» ФРАГМЕНТ ТЕКСТА
_ _ _ _ _
Применение этой системы к математике и натурфилософии было настолько поразительным, что для некоторых читателей оно почти представляло собой reductio ad absurdum. Бесконечная делимость материи оспаривалась Юмом как нечто настолько далекое от истины, что она даже не могла быть постигнута разумом, который никогда не получал через чувства никаких впечатлений, соответствующих этому выражению. Каждый человек видел, как материя делится — некоторые на более мелкие фрагменты, чем другие; но там, где наши идеи, полученные из реального опыта, останавливались в своей миниатюрности деления, останавливалось и представление о делимости. Истинность геометрического доказательства, применимого к практике, он не отрицал; но он утверждал, или, скорее, казалось, что он утверждает, ибо его рассуждения здесь носят крайне тонкий характер, что мы имеем представление об этих операциях лишь постольку, поскольку они совпадают с реально существующими вещами, или, точнее говоря, с идеями в разуме, переданными туда чувствами. О точке, которая не имеет ширины, глубины или длины; о прямой линии, которой недостает первого и второго, но не последнего из этих качеств, он отрицал, что мы можем иметь идею, если только эта идея не является в такой же степени представителем реального существования, как и любая другая идея.
_ _ _ _ _
» ВЫБОРКА ДАННЫХ
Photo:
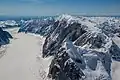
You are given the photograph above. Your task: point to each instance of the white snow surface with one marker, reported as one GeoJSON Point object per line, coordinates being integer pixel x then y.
{"type": "Point", "coordinates": [22, 59]}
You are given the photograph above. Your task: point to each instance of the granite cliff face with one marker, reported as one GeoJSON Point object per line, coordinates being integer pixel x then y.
{"type": "Point", "coordinates": [4, 37]}
{"type": "Point", "coordinates": [82, 46]}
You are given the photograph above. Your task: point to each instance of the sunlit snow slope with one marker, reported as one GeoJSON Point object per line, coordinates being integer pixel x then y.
{"type": "Point", "coordinates": [20, 60]}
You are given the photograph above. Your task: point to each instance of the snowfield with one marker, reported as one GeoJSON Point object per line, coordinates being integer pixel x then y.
{"type": "Point", "coordinates": [21, 60]}
{"type": "Point", "coordinates": [70, 48]}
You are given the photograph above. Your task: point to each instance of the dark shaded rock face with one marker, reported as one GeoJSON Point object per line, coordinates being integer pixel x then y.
{"type": "Point", "coordinates": [4, 37]}
{"type": "Point", "coordinates": [82, 47]}
{"type": "Point", "coordinates": [81, 52]}
{"type": "Point", "coordinates": [38, 26]}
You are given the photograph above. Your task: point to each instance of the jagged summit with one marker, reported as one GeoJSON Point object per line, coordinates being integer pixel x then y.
{"type": "Point", "coordinates": [82, 46]}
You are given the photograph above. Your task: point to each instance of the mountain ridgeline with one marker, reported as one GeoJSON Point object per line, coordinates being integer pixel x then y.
{"type": "Point", "coordinates": [83, 47]}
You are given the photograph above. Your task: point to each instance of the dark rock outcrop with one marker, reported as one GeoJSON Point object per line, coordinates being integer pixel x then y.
{"type": "Point", "coordinates": [81, 51]}
{"type": "Point", "coordinates": [4, 37]}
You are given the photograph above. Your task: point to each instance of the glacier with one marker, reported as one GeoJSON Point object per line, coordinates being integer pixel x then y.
{"type": "Point", "coordinates": [83, 47]}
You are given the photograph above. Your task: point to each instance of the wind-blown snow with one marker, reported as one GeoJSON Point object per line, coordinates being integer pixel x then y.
{"type": "Point", "coordinates": [21, 60]}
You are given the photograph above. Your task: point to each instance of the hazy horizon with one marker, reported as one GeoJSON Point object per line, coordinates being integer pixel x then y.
{"type": "Point", "coordinates": [56, 7]}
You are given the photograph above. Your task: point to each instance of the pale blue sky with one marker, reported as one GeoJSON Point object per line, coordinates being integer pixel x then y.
{"type": "Point", "coordinates": [53, 7]}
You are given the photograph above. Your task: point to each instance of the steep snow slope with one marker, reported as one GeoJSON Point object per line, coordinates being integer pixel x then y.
{"type": "Point", "coordinates": [82, 47]}
{"type": "Point", "coordinates": [21, 60]}
{"type": "Point", "coordinates": [4, 37]}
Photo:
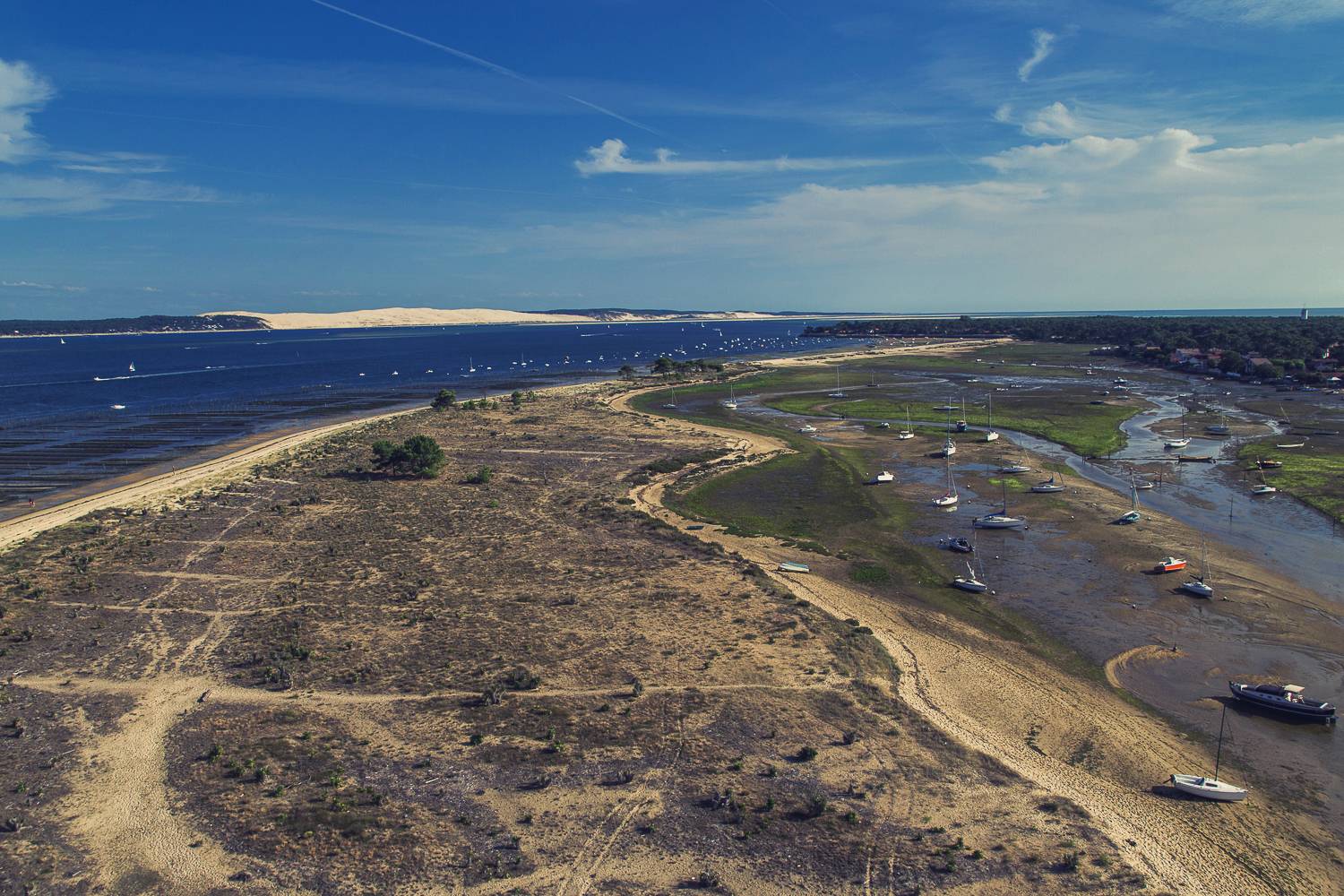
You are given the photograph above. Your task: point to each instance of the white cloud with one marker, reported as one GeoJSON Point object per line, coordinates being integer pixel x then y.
{"type": "Point", "coordinates": [22, 93]}
{"type": "Point", "coordinates": [1042, 45]}
{"type": "Point", "coordinates": [612, 159]}
{"type": "Point", "coordinates": [1054, 120]}
{"type": "Point", "coordinates": [110, 163]}
{"type": "Point", "coordinates": [46, 288]}
{"type": "Point", "coordinates": [1274, 13]}
{"type": "Point", "coordinates": [1091, 220]}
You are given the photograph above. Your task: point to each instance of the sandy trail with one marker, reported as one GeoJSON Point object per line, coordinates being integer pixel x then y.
{"type": "Point", "coordinates": [996, 699]}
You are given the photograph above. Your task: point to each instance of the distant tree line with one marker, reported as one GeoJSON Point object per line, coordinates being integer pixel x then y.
{"type": "Point", "coordinates": [1288, 340]}
{"type": "Point", "coordinates": [147, 324]}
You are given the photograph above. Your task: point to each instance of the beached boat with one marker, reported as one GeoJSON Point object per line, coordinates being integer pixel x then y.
{"type": "Point", "coordinates": [1000, 520]}
{"type": "Point", "coordinates": [1133, 514]}
{"type": "Point", "coordinates": [1177, 443]}
{"type": "Point", "coordinates": [1211, 788]}
{"type": "Point", "coordinates": [969, 582]}
{"type": "Point", "coordinates": [909, 433]}
{"type": "Point", "coordinates": [1287, 699]}
{"type": "Point", "coordinates": [951, 495]}
{"type": "Point", "coordinates": [1048, 485]}
{"type": "Point", "coordinates": [1201, 586]}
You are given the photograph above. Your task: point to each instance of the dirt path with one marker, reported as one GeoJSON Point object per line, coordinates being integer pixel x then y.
{"type": "Point", "coordinates": [996, 699]}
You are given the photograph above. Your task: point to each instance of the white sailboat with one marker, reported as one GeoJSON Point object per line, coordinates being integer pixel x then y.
{"type": "Point", "coordinates": [1211, 788]}
{"type": "Point", "coordinates": [1133, 514]}
{"type": "Point", "coordinates": [838, 392]}
{"type": "Point", "coordinates": [1000, 520]}
{"type": "Point", "coordinates": [909, 433]}
{"type": "Point", "coordinates": [1201, 587]}
{"type": "Point", "coordinates": [1050, 485]}
{"type": "Point", "coordinates": [969, 582]}
{"type": "Point", "coordinates": [1183, 441]}
{"type": "Point", "coordinates": [949, 497]}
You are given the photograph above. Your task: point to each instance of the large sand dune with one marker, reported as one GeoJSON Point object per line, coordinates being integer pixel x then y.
_ _ _ _ _
» ЗАДАНИЕ
Пожалуйста, продолжите фрагмент о взглядах Юма на делимость материи после его последнего предложения. Записи не имеют отношения к фрагменту о взглядах Юма на делимость материи.

» ОТВЕТ
Бесконечность пространства была выражением, против которого он возражал на схожих основаниях; в разуме не было идеи, соответствующей ему. О пространстве, конечном в различных количествах, разум обладал идеями, накопленными из повторяющихся впечатлений, и путем сложения этих идей вместе достигалась большая или меньшая обширность в представлении о конечном пространстве. Но что-либо за пределами этого окончательного увеличения, засвидетельствованного чувствами, разум не имел средств постичь. Что бы ни находилось в другом интеллектуальном мире, в человеческом разуме не было идеи, соответствующей бесконечности пространства. Отсюда следовало, что незанятое пространство — это понятие, на которое разум неспособен, поскольку впечатления, первоначально переданные разуму, были средой, через которую существовало понятие пространства, и там, где не было идей таких впечатлений, совокупная идея пространства отсутствовала. Таким же образом утверждалось, что именно в последовательности впечатлений с соответствующими идеями заключается понятие времени и что без такой последовательности время было бы вещью неизвестной и непостижимой. Наши идеи о числах, как он обнаружил, являются лишь собранными идеями впечатлений единиц, о которых чувства получили отчетливые впечатления; и в подтверждение этого он апеллировал к отчетливости нашего понятия о малых числах, которые наш разум привык видеть представленными единицами, и к нашему несовершенному представлению о тех больших числах, которые нам никогда не были представлены в деталях. Как легко мы имеем понятие о шести, но как несовершенно разум воспринимает понятие о шести миллионах; как ясно мы воспринимаем в единицах разницу между шестью и двенадцатью, но как несовершенно наше понятие о разнице между шестью миллионами и двенадцатью миллионами.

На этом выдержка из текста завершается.